BEGIN Raw data

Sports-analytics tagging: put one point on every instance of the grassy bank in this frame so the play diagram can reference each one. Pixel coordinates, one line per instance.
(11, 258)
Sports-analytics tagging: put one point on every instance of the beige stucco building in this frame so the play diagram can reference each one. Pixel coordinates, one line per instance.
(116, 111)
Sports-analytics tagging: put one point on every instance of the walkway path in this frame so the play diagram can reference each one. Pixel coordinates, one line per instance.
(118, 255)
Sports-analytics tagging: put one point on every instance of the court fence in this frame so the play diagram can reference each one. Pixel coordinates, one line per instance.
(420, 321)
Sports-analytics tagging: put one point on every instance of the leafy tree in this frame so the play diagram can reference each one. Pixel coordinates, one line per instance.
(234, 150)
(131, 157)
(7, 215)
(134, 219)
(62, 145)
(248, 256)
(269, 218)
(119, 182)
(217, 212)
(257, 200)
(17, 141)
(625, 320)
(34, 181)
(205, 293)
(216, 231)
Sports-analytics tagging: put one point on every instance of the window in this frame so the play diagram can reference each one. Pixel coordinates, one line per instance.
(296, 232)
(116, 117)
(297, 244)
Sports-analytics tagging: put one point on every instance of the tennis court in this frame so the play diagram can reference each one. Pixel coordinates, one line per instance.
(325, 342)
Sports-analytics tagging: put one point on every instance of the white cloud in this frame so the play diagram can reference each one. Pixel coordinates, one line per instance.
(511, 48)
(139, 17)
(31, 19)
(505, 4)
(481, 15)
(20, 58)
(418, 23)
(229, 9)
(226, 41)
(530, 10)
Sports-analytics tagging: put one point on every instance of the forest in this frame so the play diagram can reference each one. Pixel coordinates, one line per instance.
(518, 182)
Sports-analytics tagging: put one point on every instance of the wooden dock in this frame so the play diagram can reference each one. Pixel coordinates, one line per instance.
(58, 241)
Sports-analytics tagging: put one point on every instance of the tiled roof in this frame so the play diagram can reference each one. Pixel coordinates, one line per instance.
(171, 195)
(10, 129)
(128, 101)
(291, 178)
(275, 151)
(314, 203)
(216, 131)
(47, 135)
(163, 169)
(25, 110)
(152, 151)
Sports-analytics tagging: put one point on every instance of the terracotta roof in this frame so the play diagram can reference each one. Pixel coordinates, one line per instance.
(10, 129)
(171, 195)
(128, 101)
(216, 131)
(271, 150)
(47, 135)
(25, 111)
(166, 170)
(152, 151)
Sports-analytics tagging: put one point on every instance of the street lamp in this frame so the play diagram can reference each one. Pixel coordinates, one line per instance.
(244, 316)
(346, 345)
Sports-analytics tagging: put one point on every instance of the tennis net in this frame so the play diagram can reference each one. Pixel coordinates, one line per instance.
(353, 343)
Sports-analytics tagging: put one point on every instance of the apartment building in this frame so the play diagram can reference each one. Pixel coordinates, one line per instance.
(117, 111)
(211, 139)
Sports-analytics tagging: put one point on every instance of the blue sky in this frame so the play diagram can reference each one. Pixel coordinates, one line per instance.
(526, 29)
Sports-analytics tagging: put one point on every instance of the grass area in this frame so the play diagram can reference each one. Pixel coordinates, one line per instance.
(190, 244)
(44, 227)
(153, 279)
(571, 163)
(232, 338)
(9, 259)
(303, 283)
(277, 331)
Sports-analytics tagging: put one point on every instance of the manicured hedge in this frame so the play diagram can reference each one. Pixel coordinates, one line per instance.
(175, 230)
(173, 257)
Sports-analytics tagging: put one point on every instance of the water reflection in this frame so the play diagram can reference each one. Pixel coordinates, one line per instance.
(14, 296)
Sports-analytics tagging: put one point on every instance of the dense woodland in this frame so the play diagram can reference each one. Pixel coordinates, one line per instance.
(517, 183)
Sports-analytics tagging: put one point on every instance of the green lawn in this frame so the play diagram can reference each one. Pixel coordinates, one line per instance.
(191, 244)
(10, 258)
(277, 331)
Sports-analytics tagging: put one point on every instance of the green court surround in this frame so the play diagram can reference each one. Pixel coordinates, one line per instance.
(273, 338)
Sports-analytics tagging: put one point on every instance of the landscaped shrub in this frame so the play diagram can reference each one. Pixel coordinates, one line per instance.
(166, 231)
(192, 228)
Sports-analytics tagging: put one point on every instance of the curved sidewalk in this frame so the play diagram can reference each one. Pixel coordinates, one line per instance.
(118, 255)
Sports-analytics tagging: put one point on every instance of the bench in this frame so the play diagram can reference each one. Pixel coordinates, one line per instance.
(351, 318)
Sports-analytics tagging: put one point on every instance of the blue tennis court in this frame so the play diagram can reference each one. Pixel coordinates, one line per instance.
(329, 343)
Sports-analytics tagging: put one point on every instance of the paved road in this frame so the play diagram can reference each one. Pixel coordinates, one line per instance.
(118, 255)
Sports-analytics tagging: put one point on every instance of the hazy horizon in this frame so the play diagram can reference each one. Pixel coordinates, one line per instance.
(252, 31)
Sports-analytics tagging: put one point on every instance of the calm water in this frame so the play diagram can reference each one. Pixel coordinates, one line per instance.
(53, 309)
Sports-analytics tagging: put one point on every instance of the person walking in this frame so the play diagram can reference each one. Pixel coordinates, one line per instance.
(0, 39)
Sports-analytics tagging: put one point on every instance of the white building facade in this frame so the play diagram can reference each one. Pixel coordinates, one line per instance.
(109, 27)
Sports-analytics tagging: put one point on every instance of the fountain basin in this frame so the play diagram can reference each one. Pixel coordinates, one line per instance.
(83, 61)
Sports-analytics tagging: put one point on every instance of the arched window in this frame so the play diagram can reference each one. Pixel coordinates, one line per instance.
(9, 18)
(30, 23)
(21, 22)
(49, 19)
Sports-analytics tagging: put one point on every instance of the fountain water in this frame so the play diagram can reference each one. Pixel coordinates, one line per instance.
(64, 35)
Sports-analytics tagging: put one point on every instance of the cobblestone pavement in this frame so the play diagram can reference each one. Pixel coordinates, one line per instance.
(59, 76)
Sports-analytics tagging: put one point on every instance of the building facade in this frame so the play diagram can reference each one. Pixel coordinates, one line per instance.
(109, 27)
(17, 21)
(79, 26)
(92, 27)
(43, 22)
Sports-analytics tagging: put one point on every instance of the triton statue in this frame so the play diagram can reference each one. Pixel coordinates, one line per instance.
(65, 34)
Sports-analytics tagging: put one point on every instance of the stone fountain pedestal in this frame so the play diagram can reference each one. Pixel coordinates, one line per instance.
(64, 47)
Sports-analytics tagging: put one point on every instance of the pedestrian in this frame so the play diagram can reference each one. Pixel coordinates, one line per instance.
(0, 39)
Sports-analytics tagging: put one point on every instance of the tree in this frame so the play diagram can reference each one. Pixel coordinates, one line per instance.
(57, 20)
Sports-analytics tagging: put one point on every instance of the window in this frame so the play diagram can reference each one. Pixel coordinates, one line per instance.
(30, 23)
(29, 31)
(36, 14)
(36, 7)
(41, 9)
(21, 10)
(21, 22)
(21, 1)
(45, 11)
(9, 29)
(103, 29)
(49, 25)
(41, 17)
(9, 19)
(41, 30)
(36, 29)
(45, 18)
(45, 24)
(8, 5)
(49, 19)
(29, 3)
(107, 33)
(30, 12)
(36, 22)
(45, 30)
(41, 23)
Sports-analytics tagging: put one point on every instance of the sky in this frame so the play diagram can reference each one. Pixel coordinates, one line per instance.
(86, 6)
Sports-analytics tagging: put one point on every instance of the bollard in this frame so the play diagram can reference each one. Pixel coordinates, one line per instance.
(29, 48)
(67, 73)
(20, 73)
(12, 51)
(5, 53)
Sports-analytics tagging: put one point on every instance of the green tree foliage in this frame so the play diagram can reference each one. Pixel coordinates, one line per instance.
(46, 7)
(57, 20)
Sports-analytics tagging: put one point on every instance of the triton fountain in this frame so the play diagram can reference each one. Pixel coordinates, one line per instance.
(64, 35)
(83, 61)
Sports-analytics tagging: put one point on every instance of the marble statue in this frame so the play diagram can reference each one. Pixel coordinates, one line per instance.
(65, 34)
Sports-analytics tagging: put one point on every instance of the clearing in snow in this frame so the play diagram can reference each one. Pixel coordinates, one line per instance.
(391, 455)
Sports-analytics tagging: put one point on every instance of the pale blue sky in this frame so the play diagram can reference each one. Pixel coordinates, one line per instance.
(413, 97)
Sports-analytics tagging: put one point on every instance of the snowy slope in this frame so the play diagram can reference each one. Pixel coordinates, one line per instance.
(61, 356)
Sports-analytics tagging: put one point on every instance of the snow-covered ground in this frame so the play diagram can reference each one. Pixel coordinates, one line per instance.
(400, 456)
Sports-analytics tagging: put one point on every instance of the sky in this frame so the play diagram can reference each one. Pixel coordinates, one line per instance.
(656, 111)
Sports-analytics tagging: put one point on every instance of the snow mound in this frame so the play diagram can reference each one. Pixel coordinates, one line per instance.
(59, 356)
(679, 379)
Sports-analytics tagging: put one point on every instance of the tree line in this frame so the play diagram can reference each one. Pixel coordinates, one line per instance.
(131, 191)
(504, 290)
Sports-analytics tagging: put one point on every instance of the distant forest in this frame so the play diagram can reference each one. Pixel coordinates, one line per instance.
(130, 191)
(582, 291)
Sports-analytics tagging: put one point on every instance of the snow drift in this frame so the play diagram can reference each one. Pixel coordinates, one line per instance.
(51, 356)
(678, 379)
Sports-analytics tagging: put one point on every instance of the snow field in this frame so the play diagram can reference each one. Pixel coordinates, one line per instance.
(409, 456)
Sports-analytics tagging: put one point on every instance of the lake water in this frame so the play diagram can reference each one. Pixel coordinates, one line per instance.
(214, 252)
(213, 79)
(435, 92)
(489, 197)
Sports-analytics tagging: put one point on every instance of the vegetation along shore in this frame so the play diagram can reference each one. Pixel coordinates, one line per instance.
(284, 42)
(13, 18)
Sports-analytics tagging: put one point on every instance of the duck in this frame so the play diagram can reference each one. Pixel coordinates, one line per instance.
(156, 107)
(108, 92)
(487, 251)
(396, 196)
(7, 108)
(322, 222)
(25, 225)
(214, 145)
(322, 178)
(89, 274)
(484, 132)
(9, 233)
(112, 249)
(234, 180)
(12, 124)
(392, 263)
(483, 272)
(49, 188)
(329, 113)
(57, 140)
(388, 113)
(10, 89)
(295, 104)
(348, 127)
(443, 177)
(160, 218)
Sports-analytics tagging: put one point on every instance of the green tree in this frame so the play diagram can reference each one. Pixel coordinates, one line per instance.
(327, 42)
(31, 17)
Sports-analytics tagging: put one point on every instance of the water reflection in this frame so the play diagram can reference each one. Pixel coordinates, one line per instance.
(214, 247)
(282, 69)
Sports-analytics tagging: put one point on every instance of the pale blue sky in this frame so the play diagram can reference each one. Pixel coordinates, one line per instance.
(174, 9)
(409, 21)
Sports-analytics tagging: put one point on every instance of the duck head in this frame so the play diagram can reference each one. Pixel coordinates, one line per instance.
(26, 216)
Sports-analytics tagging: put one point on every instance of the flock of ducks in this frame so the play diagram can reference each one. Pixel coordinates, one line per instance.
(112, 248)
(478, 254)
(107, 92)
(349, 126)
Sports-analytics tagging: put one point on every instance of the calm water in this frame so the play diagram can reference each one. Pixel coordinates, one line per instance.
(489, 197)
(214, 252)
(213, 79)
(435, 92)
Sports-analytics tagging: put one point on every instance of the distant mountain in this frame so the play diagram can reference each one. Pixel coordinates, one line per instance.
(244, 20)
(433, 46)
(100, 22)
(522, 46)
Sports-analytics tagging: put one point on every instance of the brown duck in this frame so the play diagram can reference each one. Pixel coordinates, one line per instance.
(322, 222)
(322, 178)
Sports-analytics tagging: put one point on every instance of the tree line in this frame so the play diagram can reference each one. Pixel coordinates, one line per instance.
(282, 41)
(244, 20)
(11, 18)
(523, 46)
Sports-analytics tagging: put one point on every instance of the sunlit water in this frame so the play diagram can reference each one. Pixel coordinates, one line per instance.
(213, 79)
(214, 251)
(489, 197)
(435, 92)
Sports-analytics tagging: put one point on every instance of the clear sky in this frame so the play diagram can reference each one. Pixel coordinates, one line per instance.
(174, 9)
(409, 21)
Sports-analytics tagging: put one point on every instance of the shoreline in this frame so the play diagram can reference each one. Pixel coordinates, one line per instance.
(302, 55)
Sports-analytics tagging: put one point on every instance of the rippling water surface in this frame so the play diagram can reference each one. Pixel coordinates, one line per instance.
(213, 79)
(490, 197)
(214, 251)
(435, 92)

END Raw data

**What you need to do:**
Your task is to write out, exactly, the line that holds "of the rippling" and every line after it until the records end.

**Answer to this exercise:**
Sports-analytics tagging: put one point on every instance of the rippling water surface in this frame so the play diagram can reference each one. Pixel coordinates, one line per instance.
(213, 79)
(490, 197)
(214, 251)
(435, 92)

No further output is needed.